Requirement a → Pull out each line of the rows below that contains the word "plank".

Excerpted passage →
══════
Configuring a Remote PostgreSQL Database for the Hive Metastore

Before you can run the Hive metastore with a remote PostgreSQL database, you must configure a JDBC driver to the remote PostgreSQL database, set up the initial database schema, and configure the PostgreSQL user account for the Hive user.

After installing PostgreSQL, perform the following steps to configure Hive Metastore on PostgreSQL.

  1. Install the PostgreSQL JDBC driver. To install:
    • PostgreSQL JDBC Driver on a RHEL 6 system
      On the Hive Metastore server host, install postgresql-jdbc package and create symbolic link to the /usr/lib/hive/lib/ directory. For example:
      $ sudo yum install postgresql-jdbc
      $ ln -s /usr/share/java/postgresql-jdbc.jar /opt/mapr/hive//hive-<version>/lib/postgresql-jdbc.jar
    • PostgreSQL JDBC Driver on a SLES system
      On the Hive Metastore server host, install postgresql-jdbc and symbolically link the file to the /usr/lib/hive/lib/ directory. For example:
      $ sudo zypper install postgresql-jdbc
      $ ln -s /usr/share/java/postgresql-jdbc.jar /opt/mapr/hive//hive-<version>/lib/postgresql-jdbc.jar
    • PostgreSQL JDBC Driver on a Debian/Ubuntu system
      On the Hive Metastore server host, install libpostgresql-jdbc-java and symbolically link the file to the /usr/lib/hive/lib/ directory. For example:
      $ sudo apt-get install libpostgresql-jdbc-java
      $ ln -s /usr/share/java/postgresql-jdbc4.jar /opt/mapr/hive//hive-<version>/lib/postgresql-jdbc.jar
  2. Create the Metastore database and user accounts.
══════
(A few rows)
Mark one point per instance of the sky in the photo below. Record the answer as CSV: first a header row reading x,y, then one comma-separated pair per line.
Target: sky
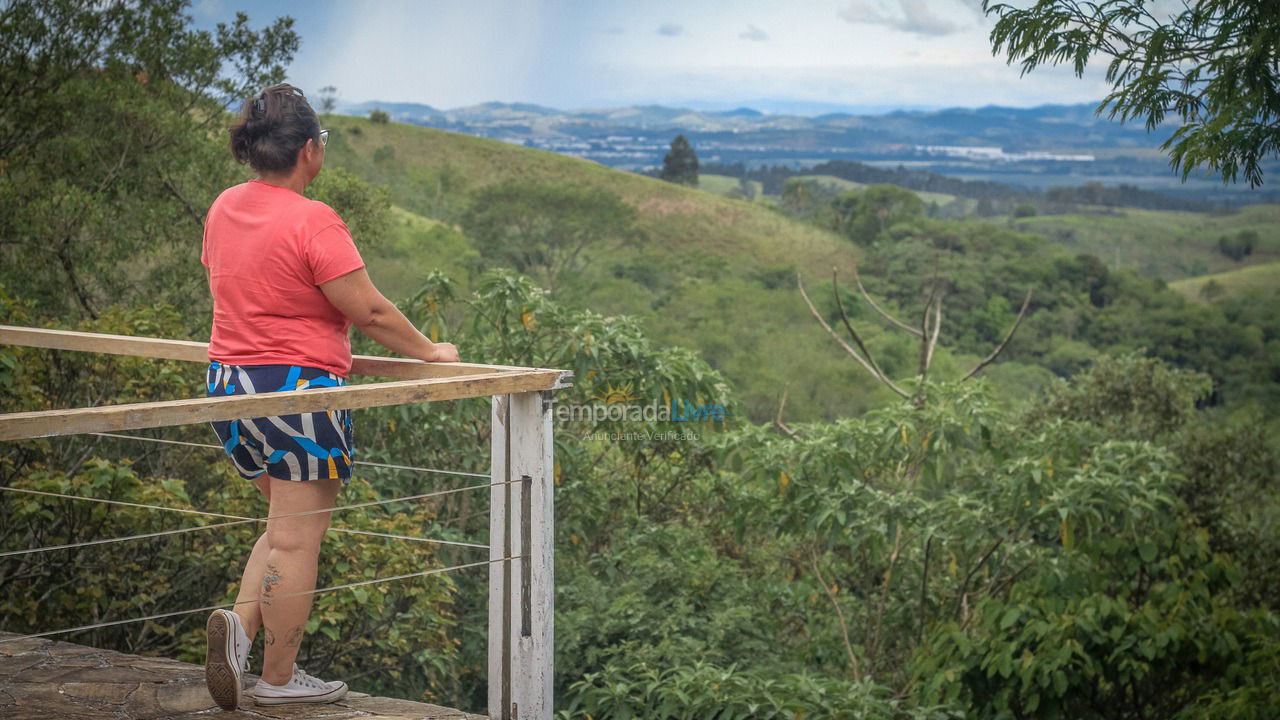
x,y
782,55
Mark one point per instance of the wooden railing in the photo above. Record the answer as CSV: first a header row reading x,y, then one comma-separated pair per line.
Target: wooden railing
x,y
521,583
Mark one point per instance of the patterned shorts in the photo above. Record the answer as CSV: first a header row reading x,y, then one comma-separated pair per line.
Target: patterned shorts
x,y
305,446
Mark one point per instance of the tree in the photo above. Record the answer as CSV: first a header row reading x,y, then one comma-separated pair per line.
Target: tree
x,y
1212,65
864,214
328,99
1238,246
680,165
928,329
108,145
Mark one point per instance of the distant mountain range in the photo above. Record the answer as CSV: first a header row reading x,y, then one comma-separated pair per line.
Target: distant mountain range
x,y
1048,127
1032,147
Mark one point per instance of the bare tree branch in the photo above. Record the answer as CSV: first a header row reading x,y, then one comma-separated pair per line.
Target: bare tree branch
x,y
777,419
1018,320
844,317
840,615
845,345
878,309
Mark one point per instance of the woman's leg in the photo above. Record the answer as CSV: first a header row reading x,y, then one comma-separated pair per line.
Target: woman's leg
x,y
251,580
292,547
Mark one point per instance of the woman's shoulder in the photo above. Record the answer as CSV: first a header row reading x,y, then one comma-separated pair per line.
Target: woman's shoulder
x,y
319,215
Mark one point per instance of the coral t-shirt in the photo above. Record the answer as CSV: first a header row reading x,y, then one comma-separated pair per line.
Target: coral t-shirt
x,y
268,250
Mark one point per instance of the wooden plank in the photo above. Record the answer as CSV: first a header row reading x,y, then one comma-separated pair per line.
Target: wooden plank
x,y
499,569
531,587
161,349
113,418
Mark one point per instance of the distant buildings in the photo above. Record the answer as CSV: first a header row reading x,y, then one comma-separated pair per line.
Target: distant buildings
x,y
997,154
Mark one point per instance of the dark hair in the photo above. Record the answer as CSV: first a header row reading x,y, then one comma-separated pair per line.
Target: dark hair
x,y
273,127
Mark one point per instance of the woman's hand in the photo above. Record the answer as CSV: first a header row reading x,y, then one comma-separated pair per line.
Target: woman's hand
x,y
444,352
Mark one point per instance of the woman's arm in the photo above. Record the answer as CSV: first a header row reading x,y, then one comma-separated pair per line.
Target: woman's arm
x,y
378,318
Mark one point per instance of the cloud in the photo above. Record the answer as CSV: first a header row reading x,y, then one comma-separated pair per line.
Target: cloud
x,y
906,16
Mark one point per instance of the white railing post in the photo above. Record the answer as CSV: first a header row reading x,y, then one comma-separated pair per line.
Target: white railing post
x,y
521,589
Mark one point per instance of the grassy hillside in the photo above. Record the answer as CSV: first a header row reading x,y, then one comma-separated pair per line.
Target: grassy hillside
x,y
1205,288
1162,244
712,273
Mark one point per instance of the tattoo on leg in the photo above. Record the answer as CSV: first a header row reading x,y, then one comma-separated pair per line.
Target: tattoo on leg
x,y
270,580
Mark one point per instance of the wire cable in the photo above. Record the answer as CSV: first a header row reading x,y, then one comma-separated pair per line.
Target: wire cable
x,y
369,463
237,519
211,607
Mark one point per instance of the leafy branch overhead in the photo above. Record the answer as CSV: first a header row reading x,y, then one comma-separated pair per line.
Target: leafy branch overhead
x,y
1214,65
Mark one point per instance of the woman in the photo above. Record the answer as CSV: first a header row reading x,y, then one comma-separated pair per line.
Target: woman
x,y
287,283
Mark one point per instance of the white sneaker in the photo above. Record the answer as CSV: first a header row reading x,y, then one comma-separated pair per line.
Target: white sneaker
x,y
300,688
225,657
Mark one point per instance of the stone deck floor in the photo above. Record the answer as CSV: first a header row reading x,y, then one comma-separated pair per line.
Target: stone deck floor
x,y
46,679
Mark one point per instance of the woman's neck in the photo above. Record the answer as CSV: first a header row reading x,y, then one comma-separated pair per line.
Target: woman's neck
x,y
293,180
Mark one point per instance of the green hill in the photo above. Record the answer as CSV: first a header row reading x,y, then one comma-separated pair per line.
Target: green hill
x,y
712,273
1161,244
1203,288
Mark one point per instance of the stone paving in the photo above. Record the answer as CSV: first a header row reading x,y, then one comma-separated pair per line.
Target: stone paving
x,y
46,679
══════
Requirement b → In the Hive Metastore setup page above, turn the paragraph beginning "Before you can run the Hive metastore" into a short list that keeps its main facts.

Task answer a →
Mark one point per instance of the wooden plank in the photo above. Record the answer as CSV: first a header row reading x,y, then one comma-separated pair per line.
Target: wooden plank

Task answer b →
Before running the Hive metastore with a remote PostgreSQL database, you must:
- configure a JDBC driver to the remote PostgreSQL database
- set up the initial database schema
- configure the PostgreSQL user account for the Hive user